Data excerpts ▸
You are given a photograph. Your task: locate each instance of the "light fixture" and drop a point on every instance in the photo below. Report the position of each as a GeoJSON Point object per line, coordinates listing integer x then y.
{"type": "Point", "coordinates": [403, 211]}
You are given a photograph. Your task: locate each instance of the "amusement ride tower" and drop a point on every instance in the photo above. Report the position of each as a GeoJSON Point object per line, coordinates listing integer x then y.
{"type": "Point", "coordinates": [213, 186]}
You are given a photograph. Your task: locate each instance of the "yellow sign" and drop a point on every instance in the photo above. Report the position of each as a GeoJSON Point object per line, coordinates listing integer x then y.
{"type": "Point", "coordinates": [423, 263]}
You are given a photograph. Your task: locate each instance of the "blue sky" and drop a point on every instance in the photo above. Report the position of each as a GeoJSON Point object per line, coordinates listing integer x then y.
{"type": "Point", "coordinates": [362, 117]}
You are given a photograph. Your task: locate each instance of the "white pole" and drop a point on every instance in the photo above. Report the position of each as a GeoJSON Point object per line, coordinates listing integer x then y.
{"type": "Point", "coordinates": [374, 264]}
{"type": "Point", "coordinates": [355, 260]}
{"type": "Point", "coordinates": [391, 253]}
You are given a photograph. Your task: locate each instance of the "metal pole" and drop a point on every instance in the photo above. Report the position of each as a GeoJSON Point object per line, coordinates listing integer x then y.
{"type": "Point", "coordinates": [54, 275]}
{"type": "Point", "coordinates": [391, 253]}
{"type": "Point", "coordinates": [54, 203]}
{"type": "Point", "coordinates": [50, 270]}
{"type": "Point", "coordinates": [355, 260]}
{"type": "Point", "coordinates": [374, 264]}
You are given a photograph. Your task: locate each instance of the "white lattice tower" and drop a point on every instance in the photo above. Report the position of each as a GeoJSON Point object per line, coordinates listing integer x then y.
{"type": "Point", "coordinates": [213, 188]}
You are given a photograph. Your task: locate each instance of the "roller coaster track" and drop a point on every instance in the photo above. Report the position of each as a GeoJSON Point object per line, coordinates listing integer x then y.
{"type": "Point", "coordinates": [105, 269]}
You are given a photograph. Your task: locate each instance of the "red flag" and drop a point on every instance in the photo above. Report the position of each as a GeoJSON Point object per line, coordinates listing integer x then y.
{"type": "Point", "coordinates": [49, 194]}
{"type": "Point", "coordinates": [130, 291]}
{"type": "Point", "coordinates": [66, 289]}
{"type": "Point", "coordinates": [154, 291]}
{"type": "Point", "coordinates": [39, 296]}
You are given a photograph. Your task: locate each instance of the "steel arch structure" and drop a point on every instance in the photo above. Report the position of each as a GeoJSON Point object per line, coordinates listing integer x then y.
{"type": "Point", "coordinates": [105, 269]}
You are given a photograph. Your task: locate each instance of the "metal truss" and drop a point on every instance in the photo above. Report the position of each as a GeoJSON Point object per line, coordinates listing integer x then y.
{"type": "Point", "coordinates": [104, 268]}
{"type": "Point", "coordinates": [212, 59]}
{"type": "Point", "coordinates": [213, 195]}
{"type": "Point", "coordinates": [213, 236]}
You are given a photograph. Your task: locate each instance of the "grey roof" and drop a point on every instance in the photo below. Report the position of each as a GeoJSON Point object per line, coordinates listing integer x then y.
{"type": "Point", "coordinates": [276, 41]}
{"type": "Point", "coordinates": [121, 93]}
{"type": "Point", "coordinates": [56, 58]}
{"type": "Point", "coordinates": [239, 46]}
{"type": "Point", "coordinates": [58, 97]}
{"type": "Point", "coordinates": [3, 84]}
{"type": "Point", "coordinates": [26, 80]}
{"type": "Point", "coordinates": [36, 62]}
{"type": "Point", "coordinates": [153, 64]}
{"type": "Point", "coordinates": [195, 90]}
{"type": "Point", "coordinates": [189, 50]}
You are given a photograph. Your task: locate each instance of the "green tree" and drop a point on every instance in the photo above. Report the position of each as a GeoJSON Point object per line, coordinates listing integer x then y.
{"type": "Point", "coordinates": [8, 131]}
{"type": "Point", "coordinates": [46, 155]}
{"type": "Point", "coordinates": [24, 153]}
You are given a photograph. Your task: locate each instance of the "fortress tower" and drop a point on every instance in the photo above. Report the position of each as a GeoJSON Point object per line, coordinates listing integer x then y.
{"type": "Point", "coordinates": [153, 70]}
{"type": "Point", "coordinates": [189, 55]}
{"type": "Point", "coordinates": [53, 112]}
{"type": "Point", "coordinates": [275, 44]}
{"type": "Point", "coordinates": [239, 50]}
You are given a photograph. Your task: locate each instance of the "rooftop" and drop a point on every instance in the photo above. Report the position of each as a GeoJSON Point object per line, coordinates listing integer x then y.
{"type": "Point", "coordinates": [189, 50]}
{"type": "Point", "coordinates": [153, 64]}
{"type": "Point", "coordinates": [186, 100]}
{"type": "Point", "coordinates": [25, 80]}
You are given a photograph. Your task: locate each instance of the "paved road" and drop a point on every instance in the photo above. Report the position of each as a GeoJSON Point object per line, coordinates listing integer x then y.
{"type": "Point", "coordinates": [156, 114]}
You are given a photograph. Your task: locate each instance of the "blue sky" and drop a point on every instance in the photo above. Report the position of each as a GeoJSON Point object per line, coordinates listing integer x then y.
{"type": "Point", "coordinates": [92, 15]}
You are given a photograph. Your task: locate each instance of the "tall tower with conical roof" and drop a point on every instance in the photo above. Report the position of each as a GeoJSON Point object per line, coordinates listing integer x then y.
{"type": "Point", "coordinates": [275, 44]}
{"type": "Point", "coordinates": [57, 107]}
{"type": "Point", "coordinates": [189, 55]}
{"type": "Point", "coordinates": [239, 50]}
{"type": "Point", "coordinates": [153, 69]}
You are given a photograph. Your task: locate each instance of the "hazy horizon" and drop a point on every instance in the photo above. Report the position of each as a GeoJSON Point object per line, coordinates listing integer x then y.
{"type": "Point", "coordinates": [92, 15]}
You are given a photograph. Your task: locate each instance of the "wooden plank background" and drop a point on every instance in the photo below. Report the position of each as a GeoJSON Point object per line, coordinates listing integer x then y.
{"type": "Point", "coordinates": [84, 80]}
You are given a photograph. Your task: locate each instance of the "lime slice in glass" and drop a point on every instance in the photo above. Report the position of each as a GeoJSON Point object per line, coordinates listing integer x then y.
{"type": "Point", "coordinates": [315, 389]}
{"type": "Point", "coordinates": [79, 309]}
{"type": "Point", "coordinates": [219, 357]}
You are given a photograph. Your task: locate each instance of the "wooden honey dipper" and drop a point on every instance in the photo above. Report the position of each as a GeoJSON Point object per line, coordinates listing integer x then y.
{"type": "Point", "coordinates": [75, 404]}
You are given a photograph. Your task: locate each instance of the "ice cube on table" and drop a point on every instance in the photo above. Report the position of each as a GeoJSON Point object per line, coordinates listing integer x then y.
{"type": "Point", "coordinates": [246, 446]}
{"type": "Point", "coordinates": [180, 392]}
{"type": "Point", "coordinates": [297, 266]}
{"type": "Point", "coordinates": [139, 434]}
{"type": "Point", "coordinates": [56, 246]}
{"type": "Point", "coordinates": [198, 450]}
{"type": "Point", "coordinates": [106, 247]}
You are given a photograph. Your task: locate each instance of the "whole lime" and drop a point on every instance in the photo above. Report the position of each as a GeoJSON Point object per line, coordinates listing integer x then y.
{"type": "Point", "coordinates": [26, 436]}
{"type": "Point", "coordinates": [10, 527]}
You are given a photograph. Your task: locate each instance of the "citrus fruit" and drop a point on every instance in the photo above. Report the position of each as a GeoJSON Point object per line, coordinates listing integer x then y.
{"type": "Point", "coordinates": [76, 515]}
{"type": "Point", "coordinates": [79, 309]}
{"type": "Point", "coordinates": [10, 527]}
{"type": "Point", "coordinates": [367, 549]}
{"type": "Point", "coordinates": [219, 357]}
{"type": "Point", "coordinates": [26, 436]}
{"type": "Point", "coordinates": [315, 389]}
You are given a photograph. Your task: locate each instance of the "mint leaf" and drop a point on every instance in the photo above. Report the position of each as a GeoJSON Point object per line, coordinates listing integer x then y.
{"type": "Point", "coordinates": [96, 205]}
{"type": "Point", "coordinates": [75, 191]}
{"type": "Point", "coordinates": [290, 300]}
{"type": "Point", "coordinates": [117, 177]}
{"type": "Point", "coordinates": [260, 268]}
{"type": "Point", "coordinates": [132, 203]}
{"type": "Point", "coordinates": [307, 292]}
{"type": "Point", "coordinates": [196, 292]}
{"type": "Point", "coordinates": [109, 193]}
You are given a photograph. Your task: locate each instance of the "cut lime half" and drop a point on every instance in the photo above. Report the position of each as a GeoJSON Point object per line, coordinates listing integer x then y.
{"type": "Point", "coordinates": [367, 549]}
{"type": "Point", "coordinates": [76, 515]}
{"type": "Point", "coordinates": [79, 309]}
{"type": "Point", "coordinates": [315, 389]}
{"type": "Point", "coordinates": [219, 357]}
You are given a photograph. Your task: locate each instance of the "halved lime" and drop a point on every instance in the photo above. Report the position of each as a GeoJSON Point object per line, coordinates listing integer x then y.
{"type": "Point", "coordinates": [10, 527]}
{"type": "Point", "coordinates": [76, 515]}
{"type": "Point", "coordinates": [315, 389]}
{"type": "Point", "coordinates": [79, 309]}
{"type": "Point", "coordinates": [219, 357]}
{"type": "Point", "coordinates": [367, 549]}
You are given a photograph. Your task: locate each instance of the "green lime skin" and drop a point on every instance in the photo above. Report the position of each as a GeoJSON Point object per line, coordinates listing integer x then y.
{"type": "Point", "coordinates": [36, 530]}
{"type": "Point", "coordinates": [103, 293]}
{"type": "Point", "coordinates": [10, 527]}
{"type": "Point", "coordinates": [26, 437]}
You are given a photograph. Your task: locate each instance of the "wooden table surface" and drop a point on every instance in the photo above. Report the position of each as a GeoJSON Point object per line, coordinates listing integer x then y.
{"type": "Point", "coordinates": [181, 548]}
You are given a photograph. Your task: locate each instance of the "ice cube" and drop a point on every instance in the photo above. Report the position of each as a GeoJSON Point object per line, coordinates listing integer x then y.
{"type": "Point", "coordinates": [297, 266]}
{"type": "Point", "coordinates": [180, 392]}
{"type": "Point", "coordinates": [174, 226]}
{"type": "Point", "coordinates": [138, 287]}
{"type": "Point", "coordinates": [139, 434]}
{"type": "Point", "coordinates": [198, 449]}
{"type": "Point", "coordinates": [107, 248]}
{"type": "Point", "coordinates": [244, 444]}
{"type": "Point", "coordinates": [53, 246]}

Exercise instructions ▸ Pull out every line of the data above that contains the word "green", matching case exactly.

Response to this exercise ▸
You are given a photograph. Your task: locate each instance of the "green tree" and drop a point on every instance in the photo above. Report the position of each as a GeoJSON Point object per line, coordinates listing integer x then y.
You are given a photograph. Your task: locate each instance of the "green lime skin" and drop a point on every instance in the photo above. Report the position of each as a GeoJSON Point object per line, coordinates listing integer x then y.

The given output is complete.